## Selected passage

Getting Started with Document Digitization

You must first obtain your API key to use the Document Digitization API. If you are curious about the API Key issuance process, please refer to 01. Introduction to Upstage API (LINK)!

1. What is Document Digitization?

Document digitization refers to converting documents into machine-readable formats, such as text, HTML, or Markdown. These digitized documents can then be used for various AI-driven tasks such as information retrieval, summarization, and data extraction.

Document Parsing

If you are participating in the AI Initiative program, you can access Document Parsing for free until March 31st, 2026. Apply here: LINK

Extracts and structures both text and layout elements (e.g., paragraphs, tables, images) into HTML or Markdown.
Transforms documents into formats that are easily understandable by LLMs, supporting various downstream tasks.
Includes OCR capabilities but goes beyond traditional OCR by preserving higher-level structural information.

Document OCR

Extracts only text and positional information, best suited for basic text recognition tasks.

👉 While Document Parsing uses OCR under the hood, it also includes advanced layout detection and table/chart recognition, making it significantly more powerful. If you only need fast text extraction, use Document OCR. Document parsing is recommended for structured data.

2. When Should You Use the Document Digitization API?

Document automation goes beyond simply extracting text. Its goal is to structure documents so that AI can understand and process them.

While the console demo is excellent for testing and learning, workflows such as service integration, automation pipelines, and production applications require API use.

✅ Console Demo: Manual upload and testing

✅ API: Systematic, automated document ingestion and processing in production

👁️‍🗨️ Preprocessing for LLM Input

Document Digitization is a key preprocessing step for LLM pipelines.

For LLM-based applications like chatbots, search, or summarization, documents must first be segmented into paragraphs, tables, images, etc., and their structure must be recognized. Document parsing is crucial to ensure the LLM can accurately interpret the document.

Most LLM pipelines operate in backend systems. API integration is essential for processing documents in real time.

Use Cases:

Building a RAG system that splits patent documents into paragraphs, then retrieves relevant content based on user queries.
Parsing academic papers to power apps with summarization and highlighting features.

Let’s dive deeper into Document Parse, the engine that powers such workflows.

3. What is Document Parse?

Upstage Document Parse automatically converts various types of documents into structured HTML. It detects layout elements such as paragraphs, tables, images, formulas, and charts, and serializes them in a logical reading order for LLMs to consume.

## Records
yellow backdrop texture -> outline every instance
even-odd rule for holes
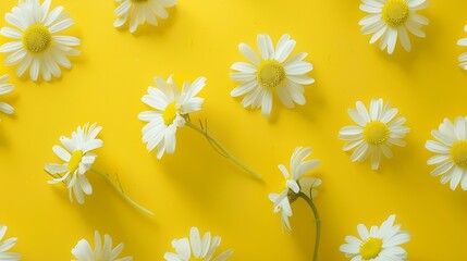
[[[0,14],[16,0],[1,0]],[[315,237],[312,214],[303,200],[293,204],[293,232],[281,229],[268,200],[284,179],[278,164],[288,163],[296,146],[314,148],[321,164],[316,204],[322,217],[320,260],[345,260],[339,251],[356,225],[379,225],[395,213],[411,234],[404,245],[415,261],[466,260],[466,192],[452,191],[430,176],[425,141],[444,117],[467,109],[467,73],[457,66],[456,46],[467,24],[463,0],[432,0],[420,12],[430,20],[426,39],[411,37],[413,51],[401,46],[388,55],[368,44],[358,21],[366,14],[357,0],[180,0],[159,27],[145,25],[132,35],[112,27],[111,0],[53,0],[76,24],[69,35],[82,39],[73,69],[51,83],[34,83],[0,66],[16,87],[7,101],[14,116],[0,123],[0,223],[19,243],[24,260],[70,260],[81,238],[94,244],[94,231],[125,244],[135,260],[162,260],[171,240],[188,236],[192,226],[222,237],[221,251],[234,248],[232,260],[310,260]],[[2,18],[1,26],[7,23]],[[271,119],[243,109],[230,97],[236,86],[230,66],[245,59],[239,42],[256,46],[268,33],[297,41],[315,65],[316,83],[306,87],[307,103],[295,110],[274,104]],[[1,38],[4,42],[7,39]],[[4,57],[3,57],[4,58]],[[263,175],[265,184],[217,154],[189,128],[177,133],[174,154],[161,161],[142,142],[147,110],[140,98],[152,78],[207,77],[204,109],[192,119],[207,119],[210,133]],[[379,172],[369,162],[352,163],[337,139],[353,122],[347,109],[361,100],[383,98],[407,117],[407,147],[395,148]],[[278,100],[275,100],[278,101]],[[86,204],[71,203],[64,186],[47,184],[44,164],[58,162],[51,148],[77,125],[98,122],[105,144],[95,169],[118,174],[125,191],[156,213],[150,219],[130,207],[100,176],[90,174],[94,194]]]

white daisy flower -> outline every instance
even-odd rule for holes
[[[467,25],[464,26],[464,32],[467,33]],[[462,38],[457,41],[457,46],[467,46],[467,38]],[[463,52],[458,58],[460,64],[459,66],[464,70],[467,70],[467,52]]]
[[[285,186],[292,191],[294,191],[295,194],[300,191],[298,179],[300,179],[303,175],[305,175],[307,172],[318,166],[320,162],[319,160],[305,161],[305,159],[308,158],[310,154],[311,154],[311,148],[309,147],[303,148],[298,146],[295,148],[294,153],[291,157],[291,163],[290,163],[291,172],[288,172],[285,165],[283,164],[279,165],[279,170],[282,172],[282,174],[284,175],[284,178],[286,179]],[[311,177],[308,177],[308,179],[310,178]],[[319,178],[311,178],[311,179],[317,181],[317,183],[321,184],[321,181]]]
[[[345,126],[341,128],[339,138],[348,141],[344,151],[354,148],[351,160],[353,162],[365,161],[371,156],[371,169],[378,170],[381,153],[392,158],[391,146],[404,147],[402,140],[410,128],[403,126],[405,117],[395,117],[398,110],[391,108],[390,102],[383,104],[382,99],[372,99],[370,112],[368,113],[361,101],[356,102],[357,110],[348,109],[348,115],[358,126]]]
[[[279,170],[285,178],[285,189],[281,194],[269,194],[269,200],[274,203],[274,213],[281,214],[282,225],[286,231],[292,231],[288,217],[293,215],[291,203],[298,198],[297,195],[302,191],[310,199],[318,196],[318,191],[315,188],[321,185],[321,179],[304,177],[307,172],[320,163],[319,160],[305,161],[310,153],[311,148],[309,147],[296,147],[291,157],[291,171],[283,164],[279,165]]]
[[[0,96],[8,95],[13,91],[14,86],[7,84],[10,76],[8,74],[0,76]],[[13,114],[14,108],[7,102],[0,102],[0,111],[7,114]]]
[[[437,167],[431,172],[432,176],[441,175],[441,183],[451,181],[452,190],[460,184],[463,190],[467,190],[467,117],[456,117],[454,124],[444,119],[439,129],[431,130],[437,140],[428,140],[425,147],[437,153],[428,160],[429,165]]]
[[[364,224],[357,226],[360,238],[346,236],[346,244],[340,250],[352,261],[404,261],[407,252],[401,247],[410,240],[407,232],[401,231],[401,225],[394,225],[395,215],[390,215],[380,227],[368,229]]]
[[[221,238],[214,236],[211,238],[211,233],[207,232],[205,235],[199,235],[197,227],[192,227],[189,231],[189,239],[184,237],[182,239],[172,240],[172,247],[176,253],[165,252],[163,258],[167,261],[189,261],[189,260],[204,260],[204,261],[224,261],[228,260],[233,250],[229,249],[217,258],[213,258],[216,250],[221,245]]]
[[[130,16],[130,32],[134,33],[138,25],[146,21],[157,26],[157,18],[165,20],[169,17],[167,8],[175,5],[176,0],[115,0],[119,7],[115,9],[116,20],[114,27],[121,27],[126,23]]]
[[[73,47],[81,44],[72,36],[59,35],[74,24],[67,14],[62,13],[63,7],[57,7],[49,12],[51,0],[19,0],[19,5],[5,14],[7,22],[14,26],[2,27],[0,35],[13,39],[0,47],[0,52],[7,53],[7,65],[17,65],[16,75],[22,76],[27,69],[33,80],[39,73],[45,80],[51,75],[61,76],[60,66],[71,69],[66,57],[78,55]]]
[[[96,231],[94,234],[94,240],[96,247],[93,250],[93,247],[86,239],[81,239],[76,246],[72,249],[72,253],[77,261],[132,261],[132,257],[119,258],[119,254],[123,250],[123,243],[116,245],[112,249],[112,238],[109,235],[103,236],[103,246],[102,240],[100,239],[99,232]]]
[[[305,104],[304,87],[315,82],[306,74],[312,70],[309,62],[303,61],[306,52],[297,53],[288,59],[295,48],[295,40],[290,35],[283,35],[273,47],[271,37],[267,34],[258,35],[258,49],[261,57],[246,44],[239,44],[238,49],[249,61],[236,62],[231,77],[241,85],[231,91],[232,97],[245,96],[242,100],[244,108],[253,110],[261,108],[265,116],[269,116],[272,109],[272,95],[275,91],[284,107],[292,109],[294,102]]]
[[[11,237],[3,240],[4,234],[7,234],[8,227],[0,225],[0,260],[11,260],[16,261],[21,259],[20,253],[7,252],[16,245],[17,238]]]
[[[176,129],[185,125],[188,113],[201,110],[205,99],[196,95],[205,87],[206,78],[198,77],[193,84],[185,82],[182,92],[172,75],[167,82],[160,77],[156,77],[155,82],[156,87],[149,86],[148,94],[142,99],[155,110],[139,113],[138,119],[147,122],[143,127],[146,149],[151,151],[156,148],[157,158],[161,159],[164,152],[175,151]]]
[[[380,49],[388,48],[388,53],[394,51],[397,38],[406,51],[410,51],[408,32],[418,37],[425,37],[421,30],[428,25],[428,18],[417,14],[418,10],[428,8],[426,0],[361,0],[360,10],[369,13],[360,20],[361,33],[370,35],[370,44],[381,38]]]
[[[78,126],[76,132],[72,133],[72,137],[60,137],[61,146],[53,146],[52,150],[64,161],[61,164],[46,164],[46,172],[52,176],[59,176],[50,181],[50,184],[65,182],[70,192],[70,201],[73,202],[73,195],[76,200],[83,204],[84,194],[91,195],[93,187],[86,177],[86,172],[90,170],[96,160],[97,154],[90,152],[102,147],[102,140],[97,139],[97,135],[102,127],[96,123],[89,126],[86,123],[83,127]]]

## What you need to do
1. In the document digitization guide, until what date can AI Initiative program participants use Document Parsing for free?
2. Print the part of the document digitization guide that opens with the words containing "Building a RAG" and closes with "powers such workflows.".

## Problem solutions
1. Until March 31st, 2026.

2.
Building a RAG system that splits patent documents into paragraphs, then retrieves relevant content based on user queries.
Parsing academic papers to power apps with summarization and highlighting features.

Let’s dive deeper into Document Parse, the engine that powers such workflows.